>> Start Passage

Innocent Sousa (1879-1962) was a Bombay-based poet and writer of Goan origin, who wrote in the English language and got his work published in the early 20th century. He is mentioned in The Golden Treasury of Indo-Anglian Poetry: 1828-1965 and listed, early on among Indian writers in English, in the books-received section of the 1912-founded Poetry journal.

Current recognition
A hundred years later, mention of his work can still be found in cyberspace, though the actual texts are not easily accessible. The poet has also not been adequately understood in his own home-state of Goa.

Both prose and poetry

Innocent Sousa has been listed under both the prose as well as the poetry sections in a study conducted by the  University Libraries University of Washington Research Guide on South Asian literature in English for the Pre-Independence period.. This was undertaken  initially compiled by Irene Joshi.

>> End Passage
>> Start Excerpted records

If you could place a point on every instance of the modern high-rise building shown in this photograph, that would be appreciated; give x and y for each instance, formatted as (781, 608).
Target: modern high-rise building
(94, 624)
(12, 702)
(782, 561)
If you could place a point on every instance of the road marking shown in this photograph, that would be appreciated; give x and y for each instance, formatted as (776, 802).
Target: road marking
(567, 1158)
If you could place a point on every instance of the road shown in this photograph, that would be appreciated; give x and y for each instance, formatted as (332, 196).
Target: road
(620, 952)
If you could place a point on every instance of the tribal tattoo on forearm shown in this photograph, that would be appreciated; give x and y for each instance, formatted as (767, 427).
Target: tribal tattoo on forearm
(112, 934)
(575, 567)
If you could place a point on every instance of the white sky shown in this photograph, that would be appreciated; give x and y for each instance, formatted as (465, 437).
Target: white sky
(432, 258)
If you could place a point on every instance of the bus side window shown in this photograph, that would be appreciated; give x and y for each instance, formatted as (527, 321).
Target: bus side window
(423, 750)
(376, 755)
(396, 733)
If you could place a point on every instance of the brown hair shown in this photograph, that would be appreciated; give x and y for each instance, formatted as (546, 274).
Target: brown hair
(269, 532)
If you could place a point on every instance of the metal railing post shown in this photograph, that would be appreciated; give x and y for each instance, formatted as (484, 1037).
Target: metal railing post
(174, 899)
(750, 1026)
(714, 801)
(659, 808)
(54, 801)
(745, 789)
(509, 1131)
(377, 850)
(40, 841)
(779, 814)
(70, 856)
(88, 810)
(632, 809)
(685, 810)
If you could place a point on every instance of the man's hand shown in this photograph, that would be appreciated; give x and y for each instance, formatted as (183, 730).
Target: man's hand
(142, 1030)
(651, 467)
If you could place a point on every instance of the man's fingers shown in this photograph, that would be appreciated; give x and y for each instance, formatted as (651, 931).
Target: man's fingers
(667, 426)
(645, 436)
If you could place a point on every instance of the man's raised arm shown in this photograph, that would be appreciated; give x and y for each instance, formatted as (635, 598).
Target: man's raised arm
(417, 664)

>> End Excerpted records

- [Challenge A]: Print the stretch of the passage on Innocent Sousa from "Innocent Sousa (1879-1962)" through "1912-founded Poetry journal.".
- [Challenge B]: Proceed with the passage on Innocent Sousa, carrying it on from its final sentence.

- [Task answer A]:
Innocent Sousa (1879-1962) was a Bombay-based poet and writer of Goan origin, who wrote in the English language and got his work published in the early 20th century. He is mentioned in The Golden Treasury of Indo-Anglian Poetry: 1828-1965 and listed, early on among Indian writers in English, in the books-received section of the 1912-founded Poetry journal.

- [Task answer B]:
In global listing

Sousa is said to have been listed among the top 500 living poets of the world in a book published by Mitre Press, London in 1932, titled Principal Poets of the World Volume I [1] 1930-31.

Other publications

His other publications include:

 Radha: a romance, and other Indian tales. Bombay: Taraporevala, 1904. 113 p.;
 Radha, a Hindu belle. Bombay: New Book Co., 1939. 151 p.; Rev. ed. of Radha, a romance.
 The Clarks, and other post office tales. Bombay: n.p., 1923.
 Uncle Roland: or looking for a wife. Bombay: Taraporevala, 1906. 156 p.
 Beautiful Bombay and other story poems. Bombay: New Book Co., 1938. 56 p.
 The maid of the hill. London: A.H. Stockwell, 1929.
 The Fascination of the Dance, and Other Tales. Bombay: Taraporewala
 A Guide to Goa, with a brief history of Goa, and the Life of St. Francis Xavier. Bombay: Hosang T. Anklesaria.
 Twixt Night and Morn. London: Drane, London
 Included in anthologies: The Spring Anthology, 1930 (The Mitre Press).

Work mentioned
Five of Innocent Sousa's books are mentioned on amazon.co.uk, but with the mention that the books "are not currently available".

References

External links
 Online links to work.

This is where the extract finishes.